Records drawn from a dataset
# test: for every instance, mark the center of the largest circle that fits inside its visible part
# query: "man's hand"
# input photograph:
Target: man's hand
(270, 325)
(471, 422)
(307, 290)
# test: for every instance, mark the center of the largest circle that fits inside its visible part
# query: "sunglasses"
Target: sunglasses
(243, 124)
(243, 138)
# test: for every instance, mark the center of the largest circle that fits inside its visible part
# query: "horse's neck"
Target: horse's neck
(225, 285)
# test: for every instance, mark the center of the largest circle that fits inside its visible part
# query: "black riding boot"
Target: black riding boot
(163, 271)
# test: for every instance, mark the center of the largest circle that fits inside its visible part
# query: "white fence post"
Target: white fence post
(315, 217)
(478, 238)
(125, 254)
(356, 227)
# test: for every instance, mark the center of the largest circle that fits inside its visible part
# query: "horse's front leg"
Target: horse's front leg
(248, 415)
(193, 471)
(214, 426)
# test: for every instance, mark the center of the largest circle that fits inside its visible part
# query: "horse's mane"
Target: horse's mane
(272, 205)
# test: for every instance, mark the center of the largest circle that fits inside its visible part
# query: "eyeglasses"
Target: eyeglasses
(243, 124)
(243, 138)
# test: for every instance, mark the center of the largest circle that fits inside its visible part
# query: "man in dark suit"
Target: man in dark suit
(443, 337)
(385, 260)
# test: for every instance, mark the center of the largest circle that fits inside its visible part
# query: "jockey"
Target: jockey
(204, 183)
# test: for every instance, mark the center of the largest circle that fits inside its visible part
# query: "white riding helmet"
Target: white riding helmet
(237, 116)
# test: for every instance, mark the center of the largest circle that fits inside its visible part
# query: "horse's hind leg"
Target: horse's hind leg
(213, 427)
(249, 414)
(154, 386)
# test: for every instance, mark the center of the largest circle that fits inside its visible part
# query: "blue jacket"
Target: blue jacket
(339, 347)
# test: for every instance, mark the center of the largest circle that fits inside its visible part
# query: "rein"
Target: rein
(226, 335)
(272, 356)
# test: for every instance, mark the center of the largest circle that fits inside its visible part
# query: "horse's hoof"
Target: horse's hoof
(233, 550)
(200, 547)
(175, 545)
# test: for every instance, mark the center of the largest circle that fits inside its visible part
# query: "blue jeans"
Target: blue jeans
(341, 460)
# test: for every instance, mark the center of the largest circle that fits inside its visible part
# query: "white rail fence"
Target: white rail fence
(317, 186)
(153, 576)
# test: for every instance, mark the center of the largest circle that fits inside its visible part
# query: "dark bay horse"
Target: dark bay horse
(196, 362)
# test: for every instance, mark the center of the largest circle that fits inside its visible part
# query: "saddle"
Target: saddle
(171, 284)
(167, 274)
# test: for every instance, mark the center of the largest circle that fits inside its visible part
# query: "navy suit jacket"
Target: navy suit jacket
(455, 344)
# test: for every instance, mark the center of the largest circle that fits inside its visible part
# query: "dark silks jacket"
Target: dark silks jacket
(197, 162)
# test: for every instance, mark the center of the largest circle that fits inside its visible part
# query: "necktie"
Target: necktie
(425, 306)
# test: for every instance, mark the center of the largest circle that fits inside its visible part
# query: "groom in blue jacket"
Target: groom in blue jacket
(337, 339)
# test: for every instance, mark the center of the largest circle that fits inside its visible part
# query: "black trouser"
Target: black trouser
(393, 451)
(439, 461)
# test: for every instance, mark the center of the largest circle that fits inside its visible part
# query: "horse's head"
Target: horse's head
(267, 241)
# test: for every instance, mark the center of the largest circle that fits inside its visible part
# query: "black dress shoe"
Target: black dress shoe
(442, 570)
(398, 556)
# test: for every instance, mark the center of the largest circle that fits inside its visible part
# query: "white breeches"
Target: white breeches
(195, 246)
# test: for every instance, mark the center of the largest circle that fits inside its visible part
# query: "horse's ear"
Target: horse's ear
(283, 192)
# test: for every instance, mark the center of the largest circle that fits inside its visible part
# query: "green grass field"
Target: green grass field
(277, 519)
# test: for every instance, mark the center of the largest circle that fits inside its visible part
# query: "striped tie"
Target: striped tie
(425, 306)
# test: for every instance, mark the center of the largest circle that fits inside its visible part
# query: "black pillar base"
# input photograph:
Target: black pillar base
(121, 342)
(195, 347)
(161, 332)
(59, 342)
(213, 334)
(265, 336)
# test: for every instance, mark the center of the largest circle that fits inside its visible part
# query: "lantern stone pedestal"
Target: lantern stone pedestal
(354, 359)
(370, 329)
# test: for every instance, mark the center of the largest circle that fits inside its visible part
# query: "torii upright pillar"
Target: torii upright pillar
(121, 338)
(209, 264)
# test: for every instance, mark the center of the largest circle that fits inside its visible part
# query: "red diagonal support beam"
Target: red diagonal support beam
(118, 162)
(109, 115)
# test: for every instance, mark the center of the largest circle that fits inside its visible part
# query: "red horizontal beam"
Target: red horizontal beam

_Exercise brief_
State the number of lines in the data above containing the string "horizontal" and nothing more.

_Result of the task_
2